(Labeling and segmentation entries)
+--

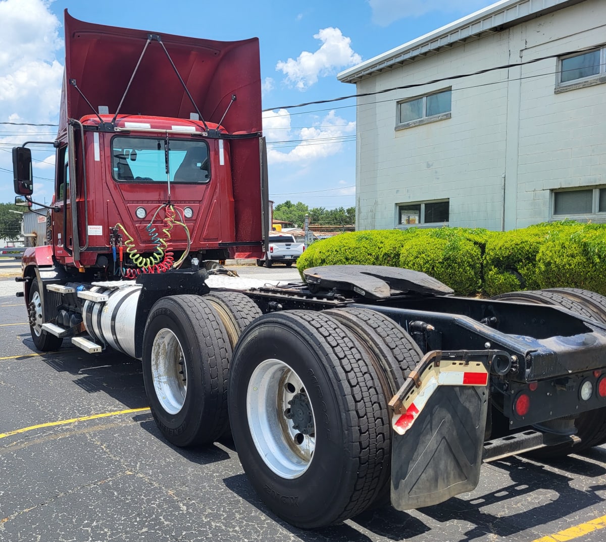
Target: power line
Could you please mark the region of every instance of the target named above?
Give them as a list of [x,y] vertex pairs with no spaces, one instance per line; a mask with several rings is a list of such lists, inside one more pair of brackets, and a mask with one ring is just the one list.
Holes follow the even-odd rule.
[[313,102],[307,102],[303,104],[298,104],[295,105],[282,105],[280,107],[274,107],[272,109],[264,109],[263,112],[267,111],[273,111],[275,109],[293,109],[296,107],[305,107],[307,105],[316,105],[321,104],[330,104],[334,102],[339,102],[341,100],[348,100],[351,98],[360,98],[368,96],[376,96],[379,94],[384,94],[385,92],[391,92],[393,90],[402,90],[407,88],[416,88],[419,87],[424,87],[426,85],[431,85],[435,83],[441,83],[444,81],[451,81],[452,79],[462,79],[465,77],[471,77],[474,75],[481,75],[482,73],[488,73],[490,71],[494,71],[497,70],[506,70],[509,68],[516,68],[518,66],[525,66],[528,64],[535,64],[542,62],[544,60],[548,60],[551,58],[559,58],[561,56],[567,56],[569,55],[574,55],[576,53],[582,53],[584,51],[593,51],[599,47],[603,47],[605,44],[601,44],[599,45],[593,45],[590,47],[584,47],[581,49],[576,49],[574,51],[569,51],[567,53],[559,53],[558,55],[550,55],[547,56],[541,56],[534,58],[532,60],[527,60],[524,62],[516,62],[510,64],[503,64],[501,66],[493,66],[491,68],[485,68],[484,70],[478,70],[477,71],[472,71],[469,73],[461,73],[459,75],[451,75],[449,77],[441,77],[430,81],[426,81],[424,83],[411,83],[410,85],[402,85],[398,87],[392,87],[390,88],[384,88],[382,90],[375,90],[374,92],[364,92],[361,94],[352,94],[348,96],[339,96],[337,98],[331,98],[327,100],[316,100]]
[[33,124],[31,122],[0,122],[0,124],[9,124],[11,126],[59,126],[58,124]]
[[353,188],[355,185],[348,185],[347,187],[339,187],[338,188],[327,188],[325,190],[310,190],[308,192],[287,192],[284,194],[273,194],[273,196],[298,196],[299,194],[314,194],[316,192],[331,192],[333,190],[344,190],[345,188]]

+--

Written problem |
Copy the entries above word for word, including the answers, but omit the pictures.

The reply |
Target: power line
Could you please mark the region of every instance of the target named above?
Give them as a list of [x,y] vertex pairs with no spaces, one instance per line; a mask with several rings is a list of such lists, inside one more pair of brackets, and a mask with one ring is just the one list.
Holes follow the even-odd rule.
[[313,102],[307,102],[303,104],[298,104],[295,105],[282,105],[280,107],[274,107],[272,109],[264,109],[263,112],[267,111],[273,111],[275,109],[293,109],[296,107],[305,107],[307,105],[316,105],[321,104],[330,104],[334,102],[339,102],[341,100],[348,100],[351,98],[360,98],[368,96],[376,96],[379,94],[384,94],[385,92],[391,92],[393,90],[402,90],[407,88],[416,88],[419,87],[424,87],[426,85],[431,85],[435,83],[441,83],[444,81],[451,81],[452,79],[462,79],[465,77],[471,77],[474,75],[481,75],[482,73],[488,73],[490,71],[494,71],[497,70],[506,70],[509,68],[516,68],[518,66],[525,66],[528,64],[535,64],[542,62],[544,60],[548,60],[551,58],[559,58],[561,56],[567,56],[569,55],[574,55],[576,53],[582,53],[584,51],[593,51],[599,47],[603,47],[605,44],[601,44],[599,45],[593,45],[590,47],[584,47],[581,49],[576,49],[574,51],[569,51],[567,53],[559,53],[558,55],[550,55],[547,56],[541,56],[534,58],[532,60],[527,60],[524,62],[516,62],[510,64],[503,64],[501,66],[493,66],[491,68],[485,68],[484,70],[478,70],[477,71],[472,71],[469,73],[461,73],[459,75],[451,75],[449,77],[441,77],[430,81],[426,81],[424,83],[411,83],[410,85],[402,85],[398,87],[392,87],[390,88],[384,88],[382,90],[375,90],[374,92],[364,92],[361,94],[352,94],[348,96],[339,96],[337,98],[331,98],[327,100],[316,100]]
[[33,124],[31,122],[0,122],[0,124],[9,124],[11,126],[59,126],[58,124]]
[[353,188],[355,185],[348,185],[347,187],[339,187],[338,188],[327,188],[325,190],[310,190],[308,192],[287,192],[284,194],[273,194],[273,196],[298,196],[299,194],[314,194],[316,192],[331,192],[333,190],[344,190],[345,188]]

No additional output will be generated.